━━━ SUPPLIED TEXT ━━━
Through a series of communications with the Life is Good Kids Foundation (LiGKF) team, Carly found herself enrolled in an LiGKF Playmaker 101 workshop, then a 202 workshop, and then for a series of meet-ups and advance trainings.
“What the Playmaker Movement has shown me – taught me – given me, is that in order to stay true to me and to the work I’ve ALWAYS felt compelled to do…to fully do what I love and love what I do, I need to be mindful of being WAY more joyful. It clicked that being a good teacher (and the best version of ME) would require leaning – hard – into my own joy and building my own resilience. That’s what I’ve found to actually be the key to helping my students discover their own joy and connect more fully with their resiliency.”
Carly (Ms. McPartland) returned to her classroom feeling and operating as a true Playmaker – as a safe, loving and joyful leader who could make essential plays for kids during critical times in their development – and that’s EXACTLY what she continues to do.
As a Life is Good Playmaker, Carly now leads her 5th grade classroom in Latrobe, PA, with a focus on building joy and fostering authentic connections. She has even extended the lessons of the Playmakers in facilitating workshops on healing trauma through writing, encouraging other educators to foster their own joy and healing to better serve their students. Her tools for doing all of this include inclusive games she’s picked up at Playmaker workshops, classroom designs inspired by Life is Good optimistic graphics and insights from childcare professionals all over the country through the LiGKF Playmakers peer-to-peer community. Of course, she takes particular pride in two sidekicks, Charlie and Reggie – her rubber chickens and trusty 5th grade mascots.
━━━ EXCERPTED DATA ━━━
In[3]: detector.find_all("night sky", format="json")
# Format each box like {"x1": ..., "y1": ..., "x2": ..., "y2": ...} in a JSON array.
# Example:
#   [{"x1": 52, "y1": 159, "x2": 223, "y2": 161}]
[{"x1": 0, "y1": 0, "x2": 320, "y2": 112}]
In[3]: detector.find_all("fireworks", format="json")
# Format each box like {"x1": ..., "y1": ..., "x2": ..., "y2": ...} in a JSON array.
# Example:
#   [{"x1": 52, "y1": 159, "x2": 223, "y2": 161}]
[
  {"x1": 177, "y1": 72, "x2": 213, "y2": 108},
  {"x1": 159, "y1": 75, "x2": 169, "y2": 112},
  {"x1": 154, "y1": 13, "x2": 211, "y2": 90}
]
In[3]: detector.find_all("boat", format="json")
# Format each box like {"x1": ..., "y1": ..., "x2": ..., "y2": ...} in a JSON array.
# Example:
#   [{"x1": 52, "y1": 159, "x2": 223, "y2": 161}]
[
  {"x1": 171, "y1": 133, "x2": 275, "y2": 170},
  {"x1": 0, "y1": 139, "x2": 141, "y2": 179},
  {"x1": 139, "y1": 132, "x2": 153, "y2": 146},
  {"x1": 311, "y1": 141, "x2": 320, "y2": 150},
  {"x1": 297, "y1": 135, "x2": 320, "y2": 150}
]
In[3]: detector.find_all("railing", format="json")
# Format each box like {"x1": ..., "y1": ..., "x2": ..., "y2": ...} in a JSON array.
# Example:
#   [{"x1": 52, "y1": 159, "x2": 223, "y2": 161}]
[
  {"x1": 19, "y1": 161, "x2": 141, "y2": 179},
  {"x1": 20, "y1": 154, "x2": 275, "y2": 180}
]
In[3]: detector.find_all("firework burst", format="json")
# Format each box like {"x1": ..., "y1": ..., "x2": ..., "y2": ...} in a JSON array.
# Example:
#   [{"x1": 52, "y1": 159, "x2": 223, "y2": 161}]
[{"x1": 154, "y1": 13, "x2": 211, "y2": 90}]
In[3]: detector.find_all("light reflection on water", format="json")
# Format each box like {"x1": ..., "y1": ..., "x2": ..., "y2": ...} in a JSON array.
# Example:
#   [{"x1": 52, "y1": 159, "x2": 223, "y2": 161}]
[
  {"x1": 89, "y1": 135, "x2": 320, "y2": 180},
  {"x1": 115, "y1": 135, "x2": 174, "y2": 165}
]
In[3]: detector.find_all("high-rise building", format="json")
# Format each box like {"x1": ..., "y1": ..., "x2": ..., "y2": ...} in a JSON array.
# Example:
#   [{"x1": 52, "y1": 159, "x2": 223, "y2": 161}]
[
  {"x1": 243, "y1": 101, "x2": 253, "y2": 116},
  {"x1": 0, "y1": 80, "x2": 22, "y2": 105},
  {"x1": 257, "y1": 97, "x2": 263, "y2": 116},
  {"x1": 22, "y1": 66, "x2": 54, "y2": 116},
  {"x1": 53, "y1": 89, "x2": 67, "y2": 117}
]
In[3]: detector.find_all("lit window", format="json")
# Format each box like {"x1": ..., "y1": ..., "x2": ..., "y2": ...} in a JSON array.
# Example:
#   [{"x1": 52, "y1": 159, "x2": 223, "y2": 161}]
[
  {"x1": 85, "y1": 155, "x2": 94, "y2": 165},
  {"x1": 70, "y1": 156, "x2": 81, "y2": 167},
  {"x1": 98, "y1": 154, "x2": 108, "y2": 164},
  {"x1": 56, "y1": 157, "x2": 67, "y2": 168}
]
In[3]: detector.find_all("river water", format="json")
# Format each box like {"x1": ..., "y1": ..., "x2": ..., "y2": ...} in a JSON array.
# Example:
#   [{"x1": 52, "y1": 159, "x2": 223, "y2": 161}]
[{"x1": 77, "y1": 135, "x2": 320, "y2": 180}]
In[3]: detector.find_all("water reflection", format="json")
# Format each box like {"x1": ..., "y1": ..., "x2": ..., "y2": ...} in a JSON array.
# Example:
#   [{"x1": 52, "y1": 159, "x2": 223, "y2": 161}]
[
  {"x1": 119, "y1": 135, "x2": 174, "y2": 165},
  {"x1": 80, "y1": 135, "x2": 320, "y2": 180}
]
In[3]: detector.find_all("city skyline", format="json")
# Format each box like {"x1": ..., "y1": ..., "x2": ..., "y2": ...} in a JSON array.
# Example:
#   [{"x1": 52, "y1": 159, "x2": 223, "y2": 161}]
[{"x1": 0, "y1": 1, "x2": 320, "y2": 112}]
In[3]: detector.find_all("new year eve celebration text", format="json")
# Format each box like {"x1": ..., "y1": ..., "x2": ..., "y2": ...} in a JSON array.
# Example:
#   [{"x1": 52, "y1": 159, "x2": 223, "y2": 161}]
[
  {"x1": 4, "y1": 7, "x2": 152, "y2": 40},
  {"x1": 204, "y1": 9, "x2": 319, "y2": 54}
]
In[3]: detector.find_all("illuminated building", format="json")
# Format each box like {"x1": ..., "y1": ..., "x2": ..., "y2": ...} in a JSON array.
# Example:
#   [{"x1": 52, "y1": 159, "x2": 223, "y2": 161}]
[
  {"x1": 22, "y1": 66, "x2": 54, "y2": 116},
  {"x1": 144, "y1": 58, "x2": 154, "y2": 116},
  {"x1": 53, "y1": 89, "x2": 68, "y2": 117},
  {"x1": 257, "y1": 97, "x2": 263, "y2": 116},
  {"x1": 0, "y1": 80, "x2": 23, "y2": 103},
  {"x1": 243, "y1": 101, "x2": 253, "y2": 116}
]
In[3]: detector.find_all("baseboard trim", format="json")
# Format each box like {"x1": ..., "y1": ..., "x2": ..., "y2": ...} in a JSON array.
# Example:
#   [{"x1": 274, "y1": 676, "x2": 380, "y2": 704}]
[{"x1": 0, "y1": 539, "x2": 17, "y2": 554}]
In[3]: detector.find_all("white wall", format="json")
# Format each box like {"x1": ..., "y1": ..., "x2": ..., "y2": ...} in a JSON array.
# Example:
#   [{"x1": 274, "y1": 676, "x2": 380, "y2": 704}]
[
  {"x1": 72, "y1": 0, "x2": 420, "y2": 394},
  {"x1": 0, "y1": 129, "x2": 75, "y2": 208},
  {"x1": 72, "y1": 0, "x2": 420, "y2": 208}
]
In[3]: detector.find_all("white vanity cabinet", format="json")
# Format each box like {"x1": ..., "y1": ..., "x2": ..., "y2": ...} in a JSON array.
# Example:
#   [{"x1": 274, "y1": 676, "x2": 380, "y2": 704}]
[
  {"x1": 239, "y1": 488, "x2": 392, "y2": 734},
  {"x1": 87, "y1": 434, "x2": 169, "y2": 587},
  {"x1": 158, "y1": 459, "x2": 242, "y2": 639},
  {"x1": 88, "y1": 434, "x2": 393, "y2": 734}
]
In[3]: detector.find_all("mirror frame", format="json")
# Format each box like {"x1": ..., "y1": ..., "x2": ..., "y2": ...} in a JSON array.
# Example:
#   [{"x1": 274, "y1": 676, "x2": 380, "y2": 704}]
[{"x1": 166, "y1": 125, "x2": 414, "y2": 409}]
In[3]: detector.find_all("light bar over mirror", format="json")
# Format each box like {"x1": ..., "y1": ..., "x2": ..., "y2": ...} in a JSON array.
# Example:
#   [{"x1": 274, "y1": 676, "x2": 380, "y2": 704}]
━━━
### OBJECTIVES:
A - In the text about the Playmaker teacher, what are the names of the rubber chickens that serve as her 5th grade mascots?
B - Carry the text about the Playmaker teacher forward from its final sentence.
The records have no connection to the text about the Playmaker teacher.

### OUTPUTS BY TASK:
A - Charlie and Reggie.

B -
You (like many of Carly’s current and many, many more of her past students) can keep up with the adventures of Charlie & Reggie on Instagram @Chickenchuck. If you need more of a reason to follow these guys (and the positivity Carly’s putting out into our world in support of her students and kiddos everywhere) – consider this closing thought from Carly:
“I take Charlie and Reggie wherever I go. By land, boat or air, they come with. You should hear some of the conversations when my bags are scanned at the airport. Though, typically they end pretty quickly when I come back with, ‘I teach fifth grade.’ These funny, rubber little guys—they’ve become a symbol. Of every school year. Every student. Every trial. Every triumph. They’re a joyful representation of what we’re going through and what we’ve gone through, together. I travel with them so my past students can check-in and remember to laugh and be silly and let go a little. I travel with them so that my current students know that they’re always with me. I travel with them, because I want all of my students to know that doing so just makes me happy. Brings me joy. And knowing what makes you happy – finding your joy – that’s brave. That’s big. And doing the big, brave things, that’s what makes all of us enough.”